[Natural-language object grounding data]
↓↓↓

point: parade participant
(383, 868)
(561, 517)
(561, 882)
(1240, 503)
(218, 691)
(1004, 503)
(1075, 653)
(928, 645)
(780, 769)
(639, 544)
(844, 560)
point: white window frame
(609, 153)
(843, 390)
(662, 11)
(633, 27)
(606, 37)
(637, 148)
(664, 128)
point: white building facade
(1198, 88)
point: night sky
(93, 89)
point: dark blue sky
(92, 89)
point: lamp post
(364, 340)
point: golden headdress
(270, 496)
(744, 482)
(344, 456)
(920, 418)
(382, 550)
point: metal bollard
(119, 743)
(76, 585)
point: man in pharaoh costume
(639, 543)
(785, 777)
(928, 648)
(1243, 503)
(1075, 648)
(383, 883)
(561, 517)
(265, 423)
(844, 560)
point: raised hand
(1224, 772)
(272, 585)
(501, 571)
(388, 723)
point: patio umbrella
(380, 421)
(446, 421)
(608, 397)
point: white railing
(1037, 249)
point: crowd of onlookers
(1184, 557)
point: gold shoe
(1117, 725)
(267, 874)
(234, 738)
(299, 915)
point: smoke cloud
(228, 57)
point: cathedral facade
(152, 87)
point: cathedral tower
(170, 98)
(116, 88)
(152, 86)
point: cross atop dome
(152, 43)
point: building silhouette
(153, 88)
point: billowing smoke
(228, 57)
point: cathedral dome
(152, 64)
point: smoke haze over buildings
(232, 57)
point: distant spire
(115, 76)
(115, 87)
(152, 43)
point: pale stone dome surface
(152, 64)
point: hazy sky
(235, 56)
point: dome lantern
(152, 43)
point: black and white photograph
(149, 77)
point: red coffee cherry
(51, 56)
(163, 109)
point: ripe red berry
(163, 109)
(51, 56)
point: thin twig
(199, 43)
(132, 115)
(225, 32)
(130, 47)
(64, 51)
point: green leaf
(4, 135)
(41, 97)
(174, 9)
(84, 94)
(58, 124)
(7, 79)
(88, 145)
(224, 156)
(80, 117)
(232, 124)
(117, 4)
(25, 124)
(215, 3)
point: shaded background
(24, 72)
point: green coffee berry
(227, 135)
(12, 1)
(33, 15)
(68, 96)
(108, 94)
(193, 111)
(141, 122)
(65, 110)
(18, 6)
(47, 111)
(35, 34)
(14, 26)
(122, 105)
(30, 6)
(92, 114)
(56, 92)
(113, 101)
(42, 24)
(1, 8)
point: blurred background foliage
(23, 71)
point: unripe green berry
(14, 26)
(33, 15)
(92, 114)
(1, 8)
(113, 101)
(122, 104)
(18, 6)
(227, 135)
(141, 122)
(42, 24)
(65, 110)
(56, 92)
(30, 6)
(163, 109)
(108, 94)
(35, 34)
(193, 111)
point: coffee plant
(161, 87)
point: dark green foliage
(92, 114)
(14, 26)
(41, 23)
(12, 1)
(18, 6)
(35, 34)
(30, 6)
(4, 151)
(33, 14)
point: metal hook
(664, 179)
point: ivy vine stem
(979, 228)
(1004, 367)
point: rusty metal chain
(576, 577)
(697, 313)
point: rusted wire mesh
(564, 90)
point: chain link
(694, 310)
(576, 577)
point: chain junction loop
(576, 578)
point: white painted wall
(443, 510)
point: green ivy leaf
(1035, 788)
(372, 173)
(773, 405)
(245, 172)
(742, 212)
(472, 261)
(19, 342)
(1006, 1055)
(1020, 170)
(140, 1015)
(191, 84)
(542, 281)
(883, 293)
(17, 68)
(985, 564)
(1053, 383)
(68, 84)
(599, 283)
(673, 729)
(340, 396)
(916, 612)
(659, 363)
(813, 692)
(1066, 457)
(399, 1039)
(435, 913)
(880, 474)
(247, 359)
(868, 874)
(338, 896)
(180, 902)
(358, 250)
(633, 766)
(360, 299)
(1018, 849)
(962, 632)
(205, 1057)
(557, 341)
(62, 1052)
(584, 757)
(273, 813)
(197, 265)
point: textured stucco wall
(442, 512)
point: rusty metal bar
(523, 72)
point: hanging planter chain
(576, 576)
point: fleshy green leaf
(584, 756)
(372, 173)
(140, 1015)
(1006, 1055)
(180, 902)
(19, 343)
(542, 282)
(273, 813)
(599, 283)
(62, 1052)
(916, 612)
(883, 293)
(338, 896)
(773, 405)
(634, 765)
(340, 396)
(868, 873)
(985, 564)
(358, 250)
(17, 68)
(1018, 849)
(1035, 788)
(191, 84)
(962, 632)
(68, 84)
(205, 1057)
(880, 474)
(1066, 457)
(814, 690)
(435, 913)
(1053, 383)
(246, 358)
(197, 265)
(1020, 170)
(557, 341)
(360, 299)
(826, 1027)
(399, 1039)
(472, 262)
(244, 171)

↑↑↑

Print every record exactly as written.

point: parade participant
(383, 868)
(561, 517)
(561, 882)
(1240, 503)
(218, 691)
(1004, 503)
(1075, 653)
(928, 645)
(780, 769)
(639, 544)
(844, 560)
point: white window frame
(609, 153)
(843, 390)
(662, 11)
(633, 27)
(606, 37)
(637, 148)
(664, 128)
point: white building facade
(1198, 88)
point: night sky
(93, 89)
point: dark blue sky
(92, 89)
point: lamp post
(364, 340)
point: golden headdress
(270, 496)
(744, 482)
(344, 456)
(920, 418)
(382, 550)
point: metal bollard
(119, 743)
(76, 585)
point: man in pharaoh costume
(639, 543)
(785, 777)
(928, 648)
(1243, 503)
(1075, 648)
(383, 883)
(561, 517)
(265, 423)
(844, 560)
point: raised hand
(1224, 772)
(272, 585)
(501, 571)
(388, 723)
point: patio umbrella
(380, 421)
(446, 421)
(608, 397)
point: white railing
(1037, 249)
point: crowd of onlookers
(1184, 557)
point: gold shoe
(1117, 725)
(267, 874)
(234, 738)
(299, 915)
point: smoke cloud
(228, 57)
point: cathedral facade
(152, 87)
point: cathedral tower
(170, 98)
(116, 88)
(152, 86)
point: cross atop dome
(152, 43)
point: building silhouette
(153, 88)
point: billowing smoke
(228, 57)
point: cathedral dome
(152, 64)
point: smoke haze over buildings
(232, 57)
point: distant spire
(115, 76)
(115, 87)
(152, 43)
point: pale stone dome surface
(152, 64)
point: hazy sky
(235, 56)
point: dome lantern
(152, 43)
point: black and white photograph
(149, 77)
point: red coffee cherry
(51, 56)
(163, 109)
point: ripe red berry
(163, 109)
(51, 56)
point: thin twig
(199, 43)
(132, 115)
(225, 32)
(130, 47)
(64, 51)
point: green leaf
(4, 135)
(41, 97)
(174, 9)
(84, 94)
(58, 124)
(7, 79)
(88, 145)
(224, 156)
(80, 117)
(232, 124)
(117, 4)
(25, 124)
(215, 3)
point: shaded background
(24, 72)
point: green coffee berry
(227, 135)
(12, 1)
(33, 15)
(68, 96)
(108, 94)
(193, 111)
(141, 122)
(65, 110)
(18, 6)
(47, 111)
(35, 34)
(14, 26)
(122, 105)
(30, 6)
(92, 114)
(56, 92)
(113, 101)
(42, 24)
(1, 8)
point: blurred background foliage
(23, 71)
point: unripe green berry
(14, 26)
(33, 15)
(92, 114)
(1, 8)
(113, 101)
(122, 104)
(18, 6)
(227, 135)
(141, 122)
(42, 24)
(65, 110)
(56, 92)
(30, 6)
(163, 109)
(108, 94)
(35, 34)
(193, 111)
point: coffee plant
(161, 87)
point: dark green foliage
(92, 114)
(14, 26)
(41, 23)
(12, 1)
(18, 6)
(35, 34)
(30, 6)
(4, 151)
(33, 14)
point: metal hook
(664, 179)
point: ivy vine stem
(979, 228)
(1004, 367)
point: rusty metal chain
(576, 577)
(697, 313)
point: rusted wire mesh
(564, 90)
point: chain link
(694, 310)
(576, 577)
point: chain junction loop
(576, 578)
point: white painted wall
(443, 510)
point: green ivy leaf
(1035, 788)
(372, 173)
(773, 405)
(245, 172)
(742, 212)
(472, 261)
(19, 342)
(1006, 1055)
(1020, 170)
(140, 1015)
(191, 84)
(542, 281)
(883, 293)
(17, 68)
(985, 564)
(1053, 383)
(68, 84)
(599, 283)
(673, 729)
(340, 396)
(916, 612)
(659, 363)
(813, 692)
(1066, 457)
(399, 1039)
(435, 913)
(880, 474)
(247, 359)
(868, 874)
(338, 896)
(180, 902)
(358, 250)
(633, 766)
(360, 299)
(1018, 849)
(962, 632)
(205, 1057)
(557, 341)
(62, 1052)
(584, 757)
(273, 813)
(197, 265)
point: textured stucco wall
(442, 512)
point: rusty metal bar
(523, 72)
point: hanging planter chain
(576, 576)
point: fleshy green leaf
(584, 756)
(372, 173)
(140, 1015)
(1006, 1055)
(180, 902)
(19, 343)
(542, 282)
(273, 813)
(599, 283)
(62, 1052)
(916, 612)
(883, 293)
(338, 896)
(773, 405)
(634, 765)
(340, 396)
(868, 873)
(985, 564)
(358, 250)
(17, 68)
(1018, 849)
(1035, 788)
(191, 84)
(962, 632)
(68, 84)
(205, 1057)
(880, 474)
(1066, 457)
(814, 690)
(435, 913)
(1053, 383)
(246, 358)
(197, 265)
(1020, 170)
(557, 341)
(360, 299)
(826, 1027)
(399, 1039)
(472, 262)
(244, 171)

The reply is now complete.